• TASKS AND EXERCISES:
A. Translate this sentence from the news article about the organ donation celebration below into Spanish: "Walters received a liver in May, six months after he was diagnosed with Wilson's disease, a fatal condition marked by accumulations of copper in several organs and manifested with symptoms such as progressive weakness and liver cirrhosis."
B. Write the next few paragraphs of the news article about the organ donation celebration below, picking up after its final sentence.

• TEXT SEGMENT:
◇ ◇ ◇
By Glenn Evans
Monday, April 23, 2007
TYLER — A 16-year-old athlete made the trek Sunday from Fort Worth to Tyler to meet the family whose son's heartbeat has been hers since Christmas Day 2005.
"It was great to meet his grandfather, his stepmom and his dad and his brother," Quaneisha Driver said after the Southwest Transplant Alliance's 15th Celebration of Giving and Living in Tyler.
Driver said the family of Hunter Cippele had shared secrets that came with the heart after it became available when the LeTourneau University student died in a fall off a ladder. The 20-year-old Longview High School graduate had signed up as an organ donor, and within two days, his heart, liver, pancreas and kidneys had been placed into four people.
A volleyball, track and basketball athlete, Driver said learning about Cippele's athletic prowess on the tennis court both at Longview High and LeTourneau was especially encouraging since it was her love of sports that had exposed the displaced coronary artery she had carried since birth. She had been on life support for more than three weeks when Cippele's heart saved her.
"They said I have a real good heart, that he was always real giving and a gentleman, and very athletic," Driver said. "We talked about some of the things — how, like, he had a sense of humor. And I've gotten a lot goofier. He was crazy for pickles, and now I have a craving for pickles. They just would like to see me doing good."
Organ recipients like Driver joined some 175 transplant advocates and donor families in the annual get-together Sunday at the Tyler Women's Building. Among the thankful recipients was Overton High School agricultural science teacher Bob Walters, who addressed the crowd during the two-hour ceremony.
Walters received a liver in May, six months after he was diagnosed with Wilson's disease, a fatal condition marked by accumulations of copper in several organs and manifested with symptoms such as progressive weakness and liver cirrhosis.
◇ ◇ ◇
• RECORDS PROVIDED:
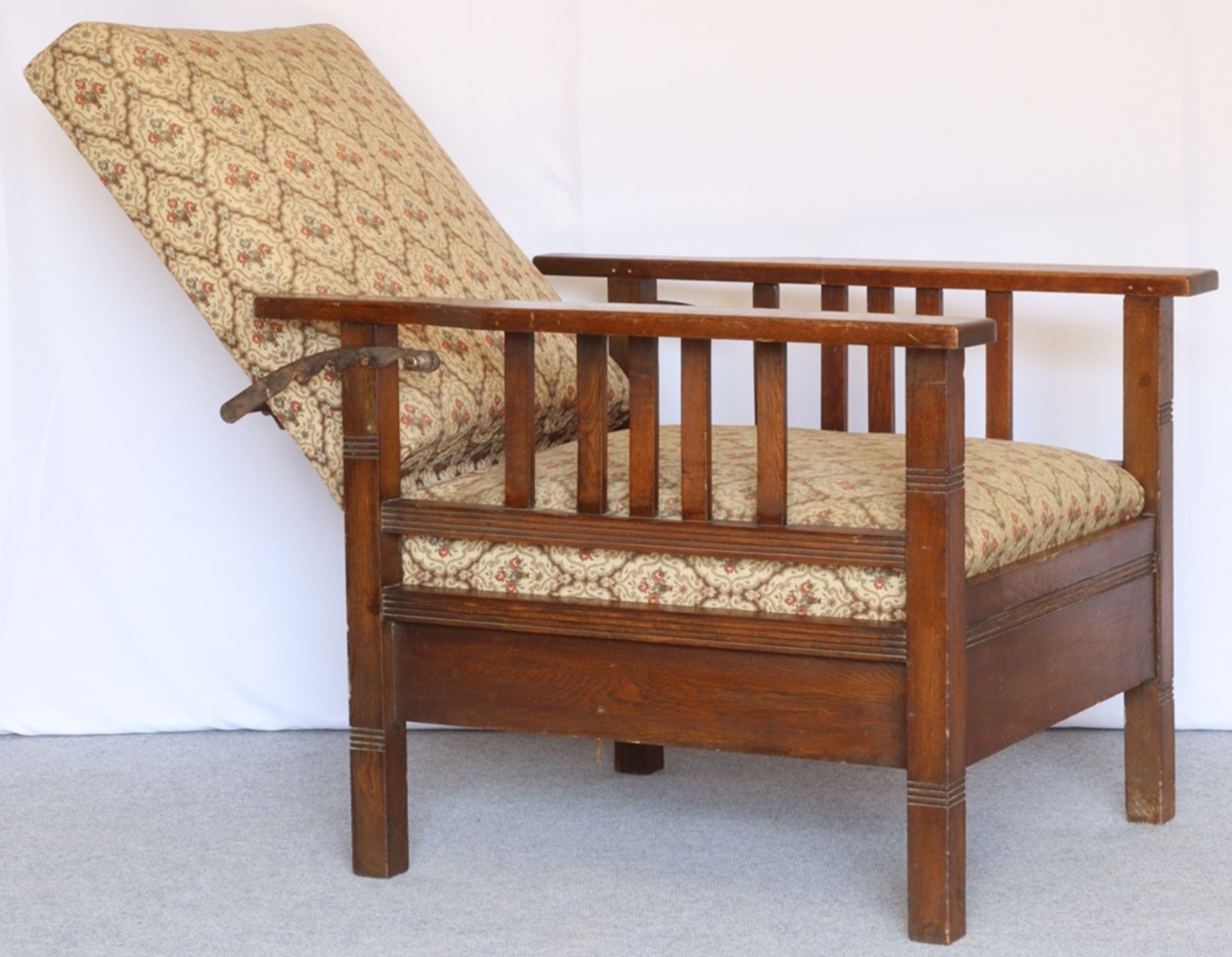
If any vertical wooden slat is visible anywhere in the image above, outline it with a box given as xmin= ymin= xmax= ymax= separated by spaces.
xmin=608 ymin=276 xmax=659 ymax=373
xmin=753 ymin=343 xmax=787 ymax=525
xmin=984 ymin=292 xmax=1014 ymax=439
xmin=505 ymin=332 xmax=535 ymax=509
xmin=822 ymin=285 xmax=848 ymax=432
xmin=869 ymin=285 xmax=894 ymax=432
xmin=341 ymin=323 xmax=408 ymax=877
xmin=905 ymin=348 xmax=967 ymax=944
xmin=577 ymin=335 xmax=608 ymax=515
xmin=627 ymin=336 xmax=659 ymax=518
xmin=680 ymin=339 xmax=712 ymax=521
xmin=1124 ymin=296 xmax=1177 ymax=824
◇ ◇ ◇
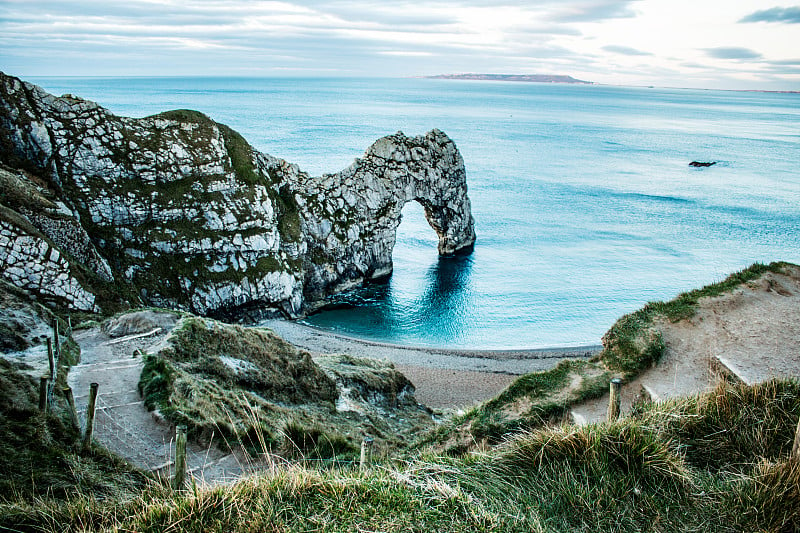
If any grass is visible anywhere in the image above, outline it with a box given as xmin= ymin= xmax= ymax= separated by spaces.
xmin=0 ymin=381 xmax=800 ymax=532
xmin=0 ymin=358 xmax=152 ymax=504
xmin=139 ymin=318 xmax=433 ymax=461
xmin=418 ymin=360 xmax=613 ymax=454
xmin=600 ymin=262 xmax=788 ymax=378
◇ ◇ ◇
• SOLVED PROBLEMS:
A. Walters recibió un hígado en mayo, seis meses después de que le diagnosticaran la enfermedad de Wilson, una afección mortal caracterizada por acumulaciones de cobre en varios órganos y que se manifiesta con síntomas como debilidad progresiva y cirrosis hepática.

B.
Walters, 28, received his new liver from an East Texas family, but he spoke for all the recipients.
"I want all donor families to realize how grateful and honored recipients are to be here," Walters said. "It's because of you that we are here, and it's because of you that we have another chance at life. From the bottom of my heart, from the rock bottom of my family's heart, I thank you so much."
Walters said it was bittersweet to be thanking families for a gift given through tragedy, but he described the other side of the coin as shown in his life.
"You get this feeling inside of you," he said. "You know your life has come back to you, and you know you're going to make it, and you're not going to miss that 6-year-old's ball games, and you're going to get to see your students again.
"I had no idea of how a family feels when they have to let go of someone. I am so thankful that people make those choices, that people decide to donate in order that other people might have a chance of rising up and returning to a normal life."
Kathy Swartz, who lost her 17-year-old son, Cory, to a brain aneurism in November 2003, stood next to the man who received her son's liver that same month, Rick Sheffield.
"I had never thought about organ donation before, but it's changed our lives," the mother told the crowd. "There is nothing that can help you as much as seeing that recipient living and breathing.
Sheffield described the sensation of life the new organ brought after a decade of battling hepatitis C.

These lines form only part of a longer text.